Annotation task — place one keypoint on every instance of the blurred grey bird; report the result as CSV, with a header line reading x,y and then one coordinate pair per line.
-=-=-=-=-
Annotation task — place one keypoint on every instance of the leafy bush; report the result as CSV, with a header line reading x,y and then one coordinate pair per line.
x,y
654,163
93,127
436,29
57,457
-=-=-=-=-
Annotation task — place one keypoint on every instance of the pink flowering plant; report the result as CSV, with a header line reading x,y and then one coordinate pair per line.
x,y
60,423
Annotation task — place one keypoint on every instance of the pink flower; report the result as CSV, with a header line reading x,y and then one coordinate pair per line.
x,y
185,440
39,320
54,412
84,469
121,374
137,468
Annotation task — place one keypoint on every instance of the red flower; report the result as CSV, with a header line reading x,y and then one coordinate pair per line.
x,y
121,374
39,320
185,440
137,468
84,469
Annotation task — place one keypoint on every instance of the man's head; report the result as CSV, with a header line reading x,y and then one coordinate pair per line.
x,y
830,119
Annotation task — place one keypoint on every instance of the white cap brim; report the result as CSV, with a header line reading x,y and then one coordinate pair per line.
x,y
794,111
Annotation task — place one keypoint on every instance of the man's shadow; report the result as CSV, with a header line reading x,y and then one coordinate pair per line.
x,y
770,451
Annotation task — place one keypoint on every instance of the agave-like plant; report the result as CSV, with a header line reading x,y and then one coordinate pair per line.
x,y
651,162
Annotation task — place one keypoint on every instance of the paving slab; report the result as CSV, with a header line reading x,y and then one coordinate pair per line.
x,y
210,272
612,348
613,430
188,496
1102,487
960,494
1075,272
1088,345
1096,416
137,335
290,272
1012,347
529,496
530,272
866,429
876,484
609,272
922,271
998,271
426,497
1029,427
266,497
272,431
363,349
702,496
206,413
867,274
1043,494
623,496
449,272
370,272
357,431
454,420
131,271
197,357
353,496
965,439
-=-=-=-=-
— What you should do —
Pull out every line of the data above that contains the string "brim", treating uppercase and lowercase as different.

— Expected output —
Annotation task — place one keypoint on every instance of the white cap brim; report the result as CSV, with a header line reading x,y and then one coordinate pair per line.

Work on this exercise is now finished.